▶ **Exercise objective**: Give back only the lines in the records below from the one with "Please locate the hazy" to the one with "Please locate the grass", both inclusive, word for word.

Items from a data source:

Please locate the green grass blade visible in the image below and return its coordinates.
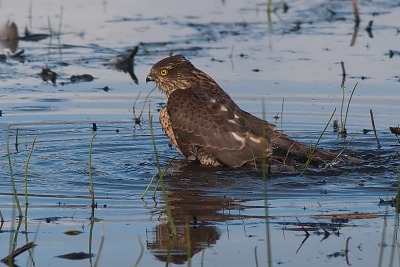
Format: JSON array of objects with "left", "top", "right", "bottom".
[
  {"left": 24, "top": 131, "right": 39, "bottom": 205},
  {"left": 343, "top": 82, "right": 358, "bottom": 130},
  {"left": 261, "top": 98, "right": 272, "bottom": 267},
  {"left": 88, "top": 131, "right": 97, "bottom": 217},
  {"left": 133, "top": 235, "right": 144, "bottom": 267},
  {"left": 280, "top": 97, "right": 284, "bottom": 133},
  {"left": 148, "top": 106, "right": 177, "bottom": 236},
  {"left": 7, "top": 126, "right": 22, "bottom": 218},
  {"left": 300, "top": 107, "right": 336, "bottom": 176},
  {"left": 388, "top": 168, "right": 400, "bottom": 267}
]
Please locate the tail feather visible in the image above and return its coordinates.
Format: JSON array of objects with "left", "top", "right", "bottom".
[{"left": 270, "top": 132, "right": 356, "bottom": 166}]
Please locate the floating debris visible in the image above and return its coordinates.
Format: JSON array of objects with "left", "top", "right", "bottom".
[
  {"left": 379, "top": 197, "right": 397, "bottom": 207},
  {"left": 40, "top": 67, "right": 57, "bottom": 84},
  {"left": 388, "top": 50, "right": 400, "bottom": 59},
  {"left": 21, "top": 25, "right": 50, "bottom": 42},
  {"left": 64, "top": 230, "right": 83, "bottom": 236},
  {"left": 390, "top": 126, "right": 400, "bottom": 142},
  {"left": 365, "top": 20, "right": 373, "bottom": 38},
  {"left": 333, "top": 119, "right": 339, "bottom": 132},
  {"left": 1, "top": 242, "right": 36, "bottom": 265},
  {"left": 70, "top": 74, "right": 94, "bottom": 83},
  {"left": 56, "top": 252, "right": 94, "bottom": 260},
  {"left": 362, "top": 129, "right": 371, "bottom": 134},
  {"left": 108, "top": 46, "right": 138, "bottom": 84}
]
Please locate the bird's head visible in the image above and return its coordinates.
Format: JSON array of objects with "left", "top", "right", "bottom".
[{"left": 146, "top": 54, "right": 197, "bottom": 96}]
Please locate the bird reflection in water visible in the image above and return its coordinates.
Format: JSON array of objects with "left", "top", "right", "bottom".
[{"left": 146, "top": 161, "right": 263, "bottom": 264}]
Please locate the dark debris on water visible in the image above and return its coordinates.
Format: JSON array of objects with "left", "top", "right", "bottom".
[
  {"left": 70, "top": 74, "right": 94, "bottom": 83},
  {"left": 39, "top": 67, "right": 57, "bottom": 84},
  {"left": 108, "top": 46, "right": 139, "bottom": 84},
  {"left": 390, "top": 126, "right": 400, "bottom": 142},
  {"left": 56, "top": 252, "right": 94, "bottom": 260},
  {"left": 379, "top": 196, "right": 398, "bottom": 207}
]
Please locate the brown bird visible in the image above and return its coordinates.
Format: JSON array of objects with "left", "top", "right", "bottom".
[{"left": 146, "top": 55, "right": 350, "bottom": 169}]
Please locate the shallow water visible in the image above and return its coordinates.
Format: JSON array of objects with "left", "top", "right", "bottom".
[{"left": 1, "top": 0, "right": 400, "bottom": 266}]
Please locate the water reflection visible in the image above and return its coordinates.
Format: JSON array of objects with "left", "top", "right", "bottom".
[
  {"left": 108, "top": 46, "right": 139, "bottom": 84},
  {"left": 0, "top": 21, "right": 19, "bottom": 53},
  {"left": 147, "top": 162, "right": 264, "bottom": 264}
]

==

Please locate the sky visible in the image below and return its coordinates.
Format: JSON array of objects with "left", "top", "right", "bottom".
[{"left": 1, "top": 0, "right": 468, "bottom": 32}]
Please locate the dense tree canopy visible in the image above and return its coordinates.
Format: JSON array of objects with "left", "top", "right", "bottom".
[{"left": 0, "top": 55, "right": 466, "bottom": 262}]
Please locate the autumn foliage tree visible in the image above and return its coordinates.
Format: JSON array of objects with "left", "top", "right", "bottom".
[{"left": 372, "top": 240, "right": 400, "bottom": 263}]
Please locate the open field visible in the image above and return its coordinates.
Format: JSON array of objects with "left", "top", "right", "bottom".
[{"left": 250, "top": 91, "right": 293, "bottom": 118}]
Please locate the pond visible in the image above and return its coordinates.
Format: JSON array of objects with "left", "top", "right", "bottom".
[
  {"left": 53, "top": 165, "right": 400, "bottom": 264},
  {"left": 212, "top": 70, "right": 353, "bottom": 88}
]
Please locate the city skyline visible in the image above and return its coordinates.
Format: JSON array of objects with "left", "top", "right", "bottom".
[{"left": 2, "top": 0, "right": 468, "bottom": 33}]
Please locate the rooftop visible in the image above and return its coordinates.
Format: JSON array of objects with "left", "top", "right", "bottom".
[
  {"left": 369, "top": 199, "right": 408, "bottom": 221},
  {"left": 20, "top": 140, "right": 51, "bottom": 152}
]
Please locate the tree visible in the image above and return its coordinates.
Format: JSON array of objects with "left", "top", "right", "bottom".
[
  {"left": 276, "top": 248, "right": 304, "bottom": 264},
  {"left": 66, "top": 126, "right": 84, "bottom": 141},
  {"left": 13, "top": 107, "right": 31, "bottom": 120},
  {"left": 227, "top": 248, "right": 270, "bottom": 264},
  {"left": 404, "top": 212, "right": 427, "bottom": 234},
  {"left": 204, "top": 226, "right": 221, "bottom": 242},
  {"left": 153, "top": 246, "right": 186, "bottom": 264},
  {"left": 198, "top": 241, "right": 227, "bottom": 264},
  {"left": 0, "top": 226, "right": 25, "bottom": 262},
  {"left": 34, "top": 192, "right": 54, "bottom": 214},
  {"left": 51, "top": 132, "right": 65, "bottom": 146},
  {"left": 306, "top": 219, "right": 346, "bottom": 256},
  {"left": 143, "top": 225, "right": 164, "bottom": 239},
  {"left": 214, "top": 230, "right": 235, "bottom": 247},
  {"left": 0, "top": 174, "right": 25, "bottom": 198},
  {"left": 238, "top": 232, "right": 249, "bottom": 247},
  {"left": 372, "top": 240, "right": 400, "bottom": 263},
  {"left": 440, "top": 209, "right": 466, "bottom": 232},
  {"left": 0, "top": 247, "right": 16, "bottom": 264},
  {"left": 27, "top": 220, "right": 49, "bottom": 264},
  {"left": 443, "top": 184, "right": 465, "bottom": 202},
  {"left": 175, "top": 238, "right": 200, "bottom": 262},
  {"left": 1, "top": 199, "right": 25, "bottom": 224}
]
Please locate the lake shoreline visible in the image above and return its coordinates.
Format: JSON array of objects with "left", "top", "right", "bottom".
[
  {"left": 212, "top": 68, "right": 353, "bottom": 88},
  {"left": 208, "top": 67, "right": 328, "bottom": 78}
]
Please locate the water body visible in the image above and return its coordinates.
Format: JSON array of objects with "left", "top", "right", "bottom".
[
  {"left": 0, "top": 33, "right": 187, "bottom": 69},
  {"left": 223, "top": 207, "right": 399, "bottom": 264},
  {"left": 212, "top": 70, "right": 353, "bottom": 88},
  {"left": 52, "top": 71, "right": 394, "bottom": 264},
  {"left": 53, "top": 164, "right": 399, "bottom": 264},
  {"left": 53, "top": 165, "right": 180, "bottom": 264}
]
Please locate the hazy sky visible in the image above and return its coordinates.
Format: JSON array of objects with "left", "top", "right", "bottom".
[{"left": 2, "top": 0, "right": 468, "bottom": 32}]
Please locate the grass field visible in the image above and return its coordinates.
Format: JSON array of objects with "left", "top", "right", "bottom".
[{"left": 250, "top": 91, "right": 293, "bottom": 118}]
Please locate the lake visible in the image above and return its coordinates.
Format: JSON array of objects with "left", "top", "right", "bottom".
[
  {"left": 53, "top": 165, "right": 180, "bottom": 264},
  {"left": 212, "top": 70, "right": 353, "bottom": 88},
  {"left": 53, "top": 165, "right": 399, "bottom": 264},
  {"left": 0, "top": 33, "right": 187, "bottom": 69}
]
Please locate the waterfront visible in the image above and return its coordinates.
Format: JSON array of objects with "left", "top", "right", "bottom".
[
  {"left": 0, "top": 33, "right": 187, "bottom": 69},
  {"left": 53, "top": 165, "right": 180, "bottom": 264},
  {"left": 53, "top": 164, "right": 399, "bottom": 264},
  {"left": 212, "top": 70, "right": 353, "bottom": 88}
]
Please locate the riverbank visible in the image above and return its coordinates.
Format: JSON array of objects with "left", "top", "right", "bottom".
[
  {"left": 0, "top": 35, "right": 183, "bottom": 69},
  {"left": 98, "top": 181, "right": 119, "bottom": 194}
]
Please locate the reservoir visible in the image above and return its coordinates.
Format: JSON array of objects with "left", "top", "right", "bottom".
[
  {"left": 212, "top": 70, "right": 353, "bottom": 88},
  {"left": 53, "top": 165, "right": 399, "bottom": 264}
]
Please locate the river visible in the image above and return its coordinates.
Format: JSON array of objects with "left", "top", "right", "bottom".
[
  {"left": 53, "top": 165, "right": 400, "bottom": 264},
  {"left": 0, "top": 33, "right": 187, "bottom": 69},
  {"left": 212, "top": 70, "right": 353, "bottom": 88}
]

▶ **Output of the exercise**:
Please locate the hazy sky visible in the image above and return its coordinates.
Format: JSON array of objects with "left", "top", "right", "bottom".
[{"left": 2, "top": 0, "right": 468, "bottom": 32}]
Please locate the grass field visible in the image above and return its coordinates.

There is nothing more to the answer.